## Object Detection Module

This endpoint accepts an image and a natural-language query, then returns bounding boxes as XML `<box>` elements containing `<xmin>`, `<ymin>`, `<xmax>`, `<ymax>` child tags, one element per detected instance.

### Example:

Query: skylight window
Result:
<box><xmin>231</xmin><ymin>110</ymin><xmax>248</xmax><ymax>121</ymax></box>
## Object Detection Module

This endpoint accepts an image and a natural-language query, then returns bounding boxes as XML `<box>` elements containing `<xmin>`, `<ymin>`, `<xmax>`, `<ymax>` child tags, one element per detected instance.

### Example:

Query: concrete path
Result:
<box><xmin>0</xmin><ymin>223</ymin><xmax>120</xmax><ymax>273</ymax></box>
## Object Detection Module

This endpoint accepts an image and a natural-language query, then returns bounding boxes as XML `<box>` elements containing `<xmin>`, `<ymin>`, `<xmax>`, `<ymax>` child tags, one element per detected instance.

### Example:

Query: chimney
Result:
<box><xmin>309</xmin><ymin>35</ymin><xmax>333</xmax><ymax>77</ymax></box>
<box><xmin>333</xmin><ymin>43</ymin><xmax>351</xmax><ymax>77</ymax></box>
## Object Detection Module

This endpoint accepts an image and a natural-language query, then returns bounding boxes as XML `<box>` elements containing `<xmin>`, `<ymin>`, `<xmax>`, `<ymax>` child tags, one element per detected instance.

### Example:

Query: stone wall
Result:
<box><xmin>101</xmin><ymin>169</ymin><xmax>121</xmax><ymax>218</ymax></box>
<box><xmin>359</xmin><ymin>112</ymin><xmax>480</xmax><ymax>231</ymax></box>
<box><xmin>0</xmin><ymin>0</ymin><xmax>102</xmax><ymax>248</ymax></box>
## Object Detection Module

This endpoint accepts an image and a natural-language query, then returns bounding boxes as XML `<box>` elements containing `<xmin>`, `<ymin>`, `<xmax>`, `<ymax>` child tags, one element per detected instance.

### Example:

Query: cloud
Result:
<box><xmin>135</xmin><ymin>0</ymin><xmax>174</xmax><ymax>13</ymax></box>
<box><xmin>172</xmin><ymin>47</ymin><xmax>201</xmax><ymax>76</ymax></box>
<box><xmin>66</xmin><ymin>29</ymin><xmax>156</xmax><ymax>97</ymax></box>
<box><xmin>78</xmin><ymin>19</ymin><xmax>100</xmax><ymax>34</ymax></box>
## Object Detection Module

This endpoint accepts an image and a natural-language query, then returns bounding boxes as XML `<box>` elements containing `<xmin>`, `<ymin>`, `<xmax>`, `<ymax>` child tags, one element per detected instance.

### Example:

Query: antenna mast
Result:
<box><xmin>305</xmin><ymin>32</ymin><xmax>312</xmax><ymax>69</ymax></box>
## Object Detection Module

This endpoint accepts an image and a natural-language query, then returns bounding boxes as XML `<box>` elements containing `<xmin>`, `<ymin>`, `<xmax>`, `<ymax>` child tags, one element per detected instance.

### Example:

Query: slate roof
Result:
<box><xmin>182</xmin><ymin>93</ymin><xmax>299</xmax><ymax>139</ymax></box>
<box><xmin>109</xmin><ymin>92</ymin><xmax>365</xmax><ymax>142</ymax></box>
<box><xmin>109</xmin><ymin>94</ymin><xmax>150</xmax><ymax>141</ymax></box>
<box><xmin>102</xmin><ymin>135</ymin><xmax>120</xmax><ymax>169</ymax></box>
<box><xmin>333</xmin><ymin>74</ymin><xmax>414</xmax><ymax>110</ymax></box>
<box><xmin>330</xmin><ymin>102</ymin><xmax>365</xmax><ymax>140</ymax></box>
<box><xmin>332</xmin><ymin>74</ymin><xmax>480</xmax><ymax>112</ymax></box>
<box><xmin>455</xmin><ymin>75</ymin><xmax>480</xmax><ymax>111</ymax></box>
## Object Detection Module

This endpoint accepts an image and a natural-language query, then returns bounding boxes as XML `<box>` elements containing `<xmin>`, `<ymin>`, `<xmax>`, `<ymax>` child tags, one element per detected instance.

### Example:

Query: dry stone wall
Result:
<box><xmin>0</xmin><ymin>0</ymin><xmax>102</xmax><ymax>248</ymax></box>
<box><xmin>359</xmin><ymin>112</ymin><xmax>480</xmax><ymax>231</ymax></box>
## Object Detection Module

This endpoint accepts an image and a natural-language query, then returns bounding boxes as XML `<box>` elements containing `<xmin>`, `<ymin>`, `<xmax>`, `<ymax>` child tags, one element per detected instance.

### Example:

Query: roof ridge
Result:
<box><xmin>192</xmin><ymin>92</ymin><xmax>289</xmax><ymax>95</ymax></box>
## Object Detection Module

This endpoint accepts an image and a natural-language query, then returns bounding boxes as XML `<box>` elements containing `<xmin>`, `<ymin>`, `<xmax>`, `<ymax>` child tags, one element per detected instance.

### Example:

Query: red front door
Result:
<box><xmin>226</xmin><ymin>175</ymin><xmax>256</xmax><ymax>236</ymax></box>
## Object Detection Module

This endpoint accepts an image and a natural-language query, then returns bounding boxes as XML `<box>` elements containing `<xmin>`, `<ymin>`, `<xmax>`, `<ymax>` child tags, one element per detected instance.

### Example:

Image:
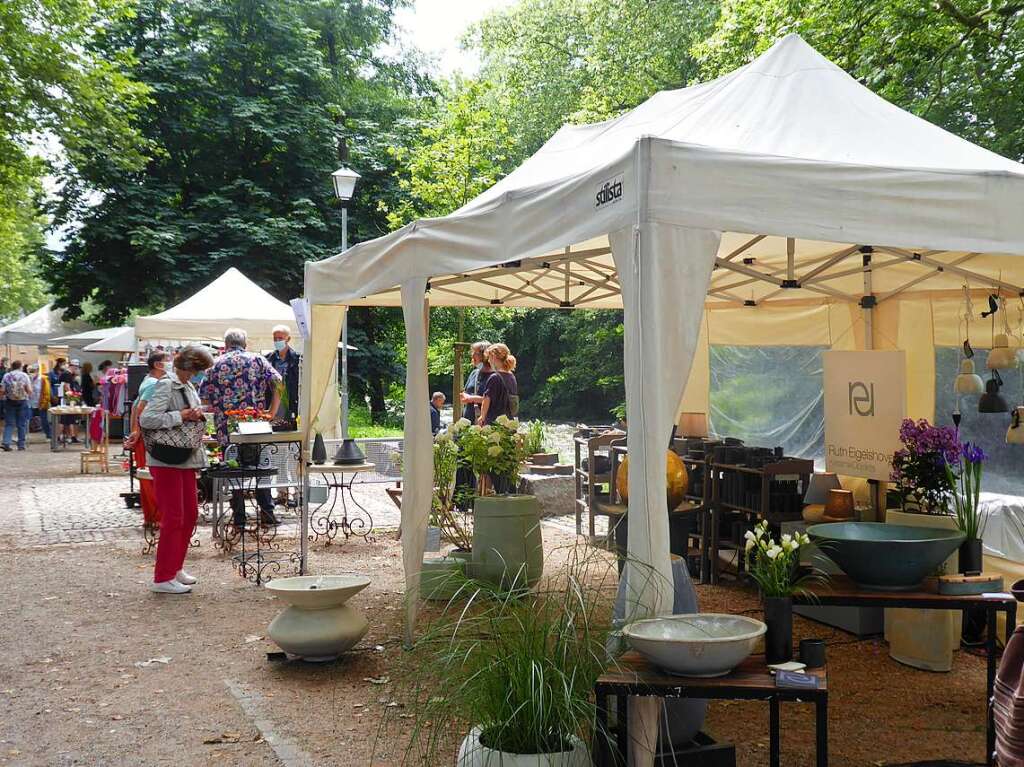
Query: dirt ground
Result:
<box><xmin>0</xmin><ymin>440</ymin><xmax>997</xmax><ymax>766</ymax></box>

# # #

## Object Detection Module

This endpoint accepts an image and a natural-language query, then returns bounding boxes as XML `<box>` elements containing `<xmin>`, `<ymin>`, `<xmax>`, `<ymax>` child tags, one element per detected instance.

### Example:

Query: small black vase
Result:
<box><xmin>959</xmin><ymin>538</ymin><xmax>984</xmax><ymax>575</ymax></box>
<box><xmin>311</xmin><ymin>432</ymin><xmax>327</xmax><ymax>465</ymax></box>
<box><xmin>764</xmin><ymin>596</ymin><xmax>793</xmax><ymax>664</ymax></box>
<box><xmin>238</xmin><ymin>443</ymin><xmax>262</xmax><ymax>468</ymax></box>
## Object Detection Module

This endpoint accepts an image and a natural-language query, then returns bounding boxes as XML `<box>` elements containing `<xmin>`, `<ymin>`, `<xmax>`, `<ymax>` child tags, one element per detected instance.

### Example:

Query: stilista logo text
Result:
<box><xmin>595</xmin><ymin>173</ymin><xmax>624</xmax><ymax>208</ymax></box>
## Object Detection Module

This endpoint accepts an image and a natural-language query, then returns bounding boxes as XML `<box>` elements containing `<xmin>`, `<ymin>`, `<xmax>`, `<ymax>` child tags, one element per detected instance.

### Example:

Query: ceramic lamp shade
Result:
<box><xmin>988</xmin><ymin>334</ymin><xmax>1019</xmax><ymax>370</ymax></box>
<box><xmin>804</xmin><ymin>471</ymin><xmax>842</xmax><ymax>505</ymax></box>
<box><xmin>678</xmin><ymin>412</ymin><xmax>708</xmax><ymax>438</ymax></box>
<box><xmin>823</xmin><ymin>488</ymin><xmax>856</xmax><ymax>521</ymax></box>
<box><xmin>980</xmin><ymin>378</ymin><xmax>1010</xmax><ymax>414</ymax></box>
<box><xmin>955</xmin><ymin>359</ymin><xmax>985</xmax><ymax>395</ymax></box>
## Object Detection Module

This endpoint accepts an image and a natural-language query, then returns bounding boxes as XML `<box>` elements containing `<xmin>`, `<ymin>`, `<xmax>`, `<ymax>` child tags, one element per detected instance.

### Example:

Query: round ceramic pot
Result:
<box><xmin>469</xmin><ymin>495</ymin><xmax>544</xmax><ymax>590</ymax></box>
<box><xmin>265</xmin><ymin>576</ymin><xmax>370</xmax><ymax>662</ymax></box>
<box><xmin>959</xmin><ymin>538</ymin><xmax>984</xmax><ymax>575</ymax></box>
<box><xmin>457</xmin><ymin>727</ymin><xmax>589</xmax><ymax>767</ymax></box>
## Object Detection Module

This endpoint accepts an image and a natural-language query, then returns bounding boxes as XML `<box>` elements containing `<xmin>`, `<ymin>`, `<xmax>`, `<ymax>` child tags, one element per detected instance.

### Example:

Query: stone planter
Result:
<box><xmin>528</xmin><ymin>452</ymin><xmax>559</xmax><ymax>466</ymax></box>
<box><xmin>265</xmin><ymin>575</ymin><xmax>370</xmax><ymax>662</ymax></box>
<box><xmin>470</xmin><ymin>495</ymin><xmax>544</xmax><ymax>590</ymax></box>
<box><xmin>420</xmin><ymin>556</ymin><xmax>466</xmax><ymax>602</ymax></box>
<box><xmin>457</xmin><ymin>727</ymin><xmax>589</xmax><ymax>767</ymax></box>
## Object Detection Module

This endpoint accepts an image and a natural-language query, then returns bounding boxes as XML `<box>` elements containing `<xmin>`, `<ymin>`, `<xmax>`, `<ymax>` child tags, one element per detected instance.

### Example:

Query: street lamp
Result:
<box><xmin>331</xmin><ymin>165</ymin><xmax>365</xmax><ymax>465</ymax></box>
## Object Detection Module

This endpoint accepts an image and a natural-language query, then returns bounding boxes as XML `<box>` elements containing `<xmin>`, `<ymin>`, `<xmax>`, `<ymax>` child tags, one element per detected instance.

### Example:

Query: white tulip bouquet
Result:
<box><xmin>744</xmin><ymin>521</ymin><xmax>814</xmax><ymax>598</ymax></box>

# # #

Task details:
Pull every line containing the string "ceramic" out of the data above and copy it.

Response area:
Query: ceramic lamp shade
Query: round ceramic pot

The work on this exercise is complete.